WORK TO COMPLETE: Take the line that has "of the rocky" in it and every line after it to the end of the entries, and reproduce them exactly.

(Stored data entries)
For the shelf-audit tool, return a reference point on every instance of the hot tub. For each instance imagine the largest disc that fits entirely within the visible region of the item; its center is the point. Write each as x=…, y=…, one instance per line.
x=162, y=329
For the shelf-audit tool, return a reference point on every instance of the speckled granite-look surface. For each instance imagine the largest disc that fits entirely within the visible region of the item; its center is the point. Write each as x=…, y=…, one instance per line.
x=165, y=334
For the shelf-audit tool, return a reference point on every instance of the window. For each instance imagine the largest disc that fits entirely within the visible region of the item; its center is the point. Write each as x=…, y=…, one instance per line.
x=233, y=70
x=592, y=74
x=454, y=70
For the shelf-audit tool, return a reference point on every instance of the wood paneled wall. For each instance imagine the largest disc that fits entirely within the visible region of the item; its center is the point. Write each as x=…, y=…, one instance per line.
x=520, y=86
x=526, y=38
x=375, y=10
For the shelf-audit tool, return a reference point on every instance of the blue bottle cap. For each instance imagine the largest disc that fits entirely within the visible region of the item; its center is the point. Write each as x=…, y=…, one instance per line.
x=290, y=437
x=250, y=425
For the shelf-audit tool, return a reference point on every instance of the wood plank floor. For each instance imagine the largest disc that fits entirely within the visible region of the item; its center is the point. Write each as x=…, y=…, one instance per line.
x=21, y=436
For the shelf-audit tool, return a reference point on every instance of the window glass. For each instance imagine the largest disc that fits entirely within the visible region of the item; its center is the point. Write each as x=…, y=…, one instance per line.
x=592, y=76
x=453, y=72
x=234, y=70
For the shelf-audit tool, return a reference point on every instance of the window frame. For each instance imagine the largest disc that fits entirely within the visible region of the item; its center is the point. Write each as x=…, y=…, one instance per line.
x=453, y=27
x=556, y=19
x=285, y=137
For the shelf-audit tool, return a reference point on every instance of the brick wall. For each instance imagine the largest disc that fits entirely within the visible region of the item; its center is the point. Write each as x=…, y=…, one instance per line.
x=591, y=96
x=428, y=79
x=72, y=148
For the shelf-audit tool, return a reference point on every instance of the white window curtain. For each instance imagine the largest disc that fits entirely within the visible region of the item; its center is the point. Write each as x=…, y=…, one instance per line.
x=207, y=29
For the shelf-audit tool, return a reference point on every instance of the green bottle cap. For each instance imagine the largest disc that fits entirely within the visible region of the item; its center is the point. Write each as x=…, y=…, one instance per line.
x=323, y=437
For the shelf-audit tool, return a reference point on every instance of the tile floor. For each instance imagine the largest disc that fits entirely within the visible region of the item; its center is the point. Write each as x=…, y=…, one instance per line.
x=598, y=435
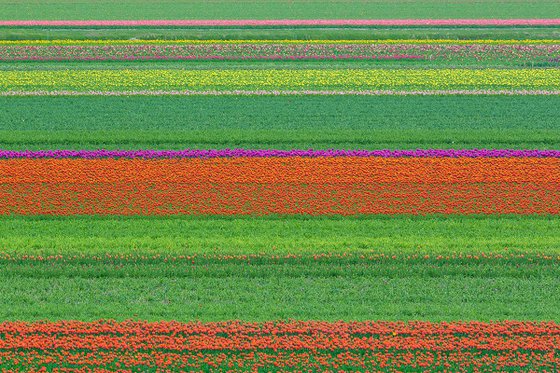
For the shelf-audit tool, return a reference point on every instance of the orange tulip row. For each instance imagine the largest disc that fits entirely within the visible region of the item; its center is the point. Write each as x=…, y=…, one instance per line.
x=296, y=185
x=238, y=346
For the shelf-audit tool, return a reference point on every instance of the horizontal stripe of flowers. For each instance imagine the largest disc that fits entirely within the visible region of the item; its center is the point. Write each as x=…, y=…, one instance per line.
x=280, y=185
x=274, y=41
x=302, y=80
x=228, y=153
x=291, y=22
x=308, y=92
x=276, y=345
x=464, y=53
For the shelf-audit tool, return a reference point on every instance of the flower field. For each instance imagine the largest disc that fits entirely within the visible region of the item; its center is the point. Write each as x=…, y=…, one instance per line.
x=383, y=346
x=279, y=186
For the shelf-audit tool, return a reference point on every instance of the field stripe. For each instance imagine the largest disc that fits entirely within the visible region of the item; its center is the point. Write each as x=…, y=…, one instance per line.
x=275, y=345
x=267, y=81
x=268, y=153
x=308, y=92
x=291, y=22
x=296, y=185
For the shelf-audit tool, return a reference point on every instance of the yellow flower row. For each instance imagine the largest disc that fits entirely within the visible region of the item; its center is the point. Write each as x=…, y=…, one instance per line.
x=282, y=79
x=391, y=41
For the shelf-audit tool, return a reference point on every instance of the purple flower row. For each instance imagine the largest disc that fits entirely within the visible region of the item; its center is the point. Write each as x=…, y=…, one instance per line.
x=228, y=153
x=239, y=92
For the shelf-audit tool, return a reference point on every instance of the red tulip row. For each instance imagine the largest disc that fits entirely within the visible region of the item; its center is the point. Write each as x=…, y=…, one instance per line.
x=280, y=346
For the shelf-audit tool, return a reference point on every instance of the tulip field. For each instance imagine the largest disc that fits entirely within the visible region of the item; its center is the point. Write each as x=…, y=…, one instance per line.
x=279, y=186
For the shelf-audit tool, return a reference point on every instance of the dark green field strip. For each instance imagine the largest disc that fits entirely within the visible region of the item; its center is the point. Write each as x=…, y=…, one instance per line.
x=402, y=235
x=275, y=9
x=280, y=33
x=284, y=122
x=225, y=291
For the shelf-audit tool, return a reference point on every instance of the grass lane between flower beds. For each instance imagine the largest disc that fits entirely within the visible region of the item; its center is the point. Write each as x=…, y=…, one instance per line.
x=299, y=33
x=188, y=235
x=302, y=122
x=280, y=9
x=184, y=290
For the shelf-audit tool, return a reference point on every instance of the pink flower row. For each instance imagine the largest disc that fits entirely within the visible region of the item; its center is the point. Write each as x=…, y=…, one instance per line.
x=293, y=22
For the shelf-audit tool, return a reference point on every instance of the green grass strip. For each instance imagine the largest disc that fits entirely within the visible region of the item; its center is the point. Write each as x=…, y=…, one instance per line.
x=222, y=290
x=279, y=235
x=303, y=122
x=300, y=33
x=277, y=9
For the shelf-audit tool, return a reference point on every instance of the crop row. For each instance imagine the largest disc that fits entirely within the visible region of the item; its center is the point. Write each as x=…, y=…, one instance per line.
x=282, y=122
x=274, y=153
x=458, y=53
x=281, y=346
x=284, y=42
x=290, y=22
x=296, y=185
x=281, y=79
x=397, y=235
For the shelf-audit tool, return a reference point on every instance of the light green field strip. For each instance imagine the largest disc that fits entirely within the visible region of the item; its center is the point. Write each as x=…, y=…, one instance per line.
x=274, y=9
x=302, y=33
x=278, y=235
x=334, y=290
x=208, y=81
x=281, y=122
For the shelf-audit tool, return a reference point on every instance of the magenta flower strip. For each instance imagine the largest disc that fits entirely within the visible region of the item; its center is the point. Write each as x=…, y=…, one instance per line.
x=292, y=22
x=277, y=51
x=472, y=92
x=255, y=153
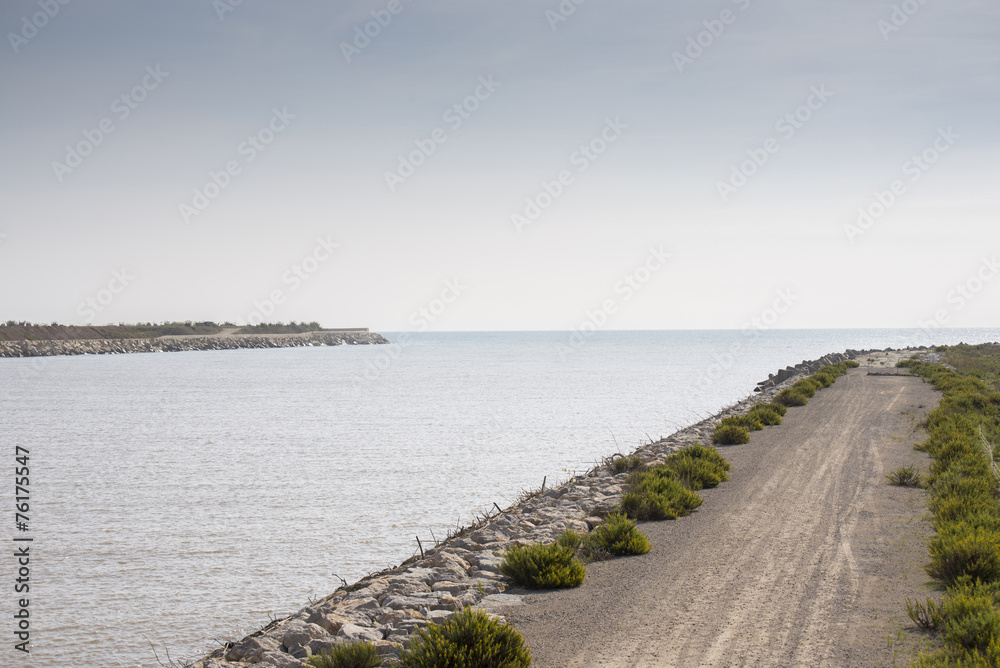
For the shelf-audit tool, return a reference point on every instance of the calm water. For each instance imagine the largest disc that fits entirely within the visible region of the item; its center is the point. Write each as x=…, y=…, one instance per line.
x=186, y=497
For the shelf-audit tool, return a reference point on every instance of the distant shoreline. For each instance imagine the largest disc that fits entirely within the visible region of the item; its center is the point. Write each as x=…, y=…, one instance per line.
x=223, y=340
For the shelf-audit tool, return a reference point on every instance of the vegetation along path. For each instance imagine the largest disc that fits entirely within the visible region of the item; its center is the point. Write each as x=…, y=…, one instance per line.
x=804, y=558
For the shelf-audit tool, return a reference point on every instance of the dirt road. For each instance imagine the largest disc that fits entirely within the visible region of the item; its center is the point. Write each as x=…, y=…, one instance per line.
x=803, y=559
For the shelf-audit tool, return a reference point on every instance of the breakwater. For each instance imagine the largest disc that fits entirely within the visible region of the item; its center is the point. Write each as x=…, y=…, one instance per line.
x=386, y=608
x=27, y=348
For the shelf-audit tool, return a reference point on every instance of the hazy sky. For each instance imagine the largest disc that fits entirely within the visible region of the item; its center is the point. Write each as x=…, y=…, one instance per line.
x=525, y=164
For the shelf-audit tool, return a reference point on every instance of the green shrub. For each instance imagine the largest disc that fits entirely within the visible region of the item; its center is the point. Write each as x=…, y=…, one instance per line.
x=747, y=421
x=971, y=619
x=729, y=434
x=656, y=494
x=766, y=414
x=542, y=566
x=699, y=451
x=696, y=469
x=791, y=397
x=780, y=409
x=959, y=549
x=350, y=655
x=905, y=476
x=470, y=639
x=618, y=536
x=807, y=387
x=925, y=615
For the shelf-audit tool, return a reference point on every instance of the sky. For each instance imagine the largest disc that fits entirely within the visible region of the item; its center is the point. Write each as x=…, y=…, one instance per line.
x=518, y=165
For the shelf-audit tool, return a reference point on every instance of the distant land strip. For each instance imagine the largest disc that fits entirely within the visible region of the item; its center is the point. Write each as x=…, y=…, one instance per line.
x=28, y=340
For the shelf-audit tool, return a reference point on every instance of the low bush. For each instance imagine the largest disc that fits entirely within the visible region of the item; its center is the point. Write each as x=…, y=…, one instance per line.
x=807, y=387
x=905, y=476
x=790, y=397
x=960, y=549
x=970, y=617
x=730, y=434
x=925, y=615
x=543, y=566
x=698, y=467
x=780, y=409
x=470, y=639
x=767, y=414
x=618, y=537
x=747, y=421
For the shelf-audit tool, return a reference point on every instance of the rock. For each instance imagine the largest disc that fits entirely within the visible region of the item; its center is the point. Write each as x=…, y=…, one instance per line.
x=281, y=660
x=302, y=633
x=354, y=632
x=452, y=588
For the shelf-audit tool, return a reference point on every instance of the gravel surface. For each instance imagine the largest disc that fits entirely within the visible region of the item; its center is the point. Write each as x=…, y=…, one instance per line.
x=804, y=558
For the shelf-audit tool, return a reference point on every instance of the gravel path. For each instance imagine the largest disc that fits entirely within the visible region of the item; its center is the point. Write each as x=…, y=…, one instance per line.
x=803, y=559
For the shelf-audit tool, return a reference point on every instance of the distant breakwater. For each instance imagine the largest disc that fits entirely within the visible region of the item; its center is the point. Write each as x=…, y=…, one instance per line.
x=186, y=343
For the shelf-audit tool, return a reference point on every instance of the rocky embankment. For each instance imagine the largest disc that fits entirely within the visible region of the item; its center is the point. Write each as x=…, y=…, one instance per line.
x=184, y=343
x=388, y=607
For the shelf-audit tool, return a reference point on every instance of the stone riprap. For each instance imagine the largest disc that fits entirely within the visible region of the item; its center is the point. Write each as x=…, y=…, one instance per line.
x=184, y=343
x=387, y=608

TASK RESULT:
For the shelf-audit tool, return a reference point on every instance of the rocky embankment. For each instance imagine the largest disc that fits entirely within the visible region of the item; its center is the point. Write each as x=…, y=…, one instance per line.
x=184, y=343
x=388, y=607
For the shelf-audit tool, return a reference point on every instance of the stone riprap. For each instance imagine the largest disc that fits entirely within the visible region of the item; its center is the point. Write each as x=…, y=…, one instance per line.
x=184, y=343
x=387, y=608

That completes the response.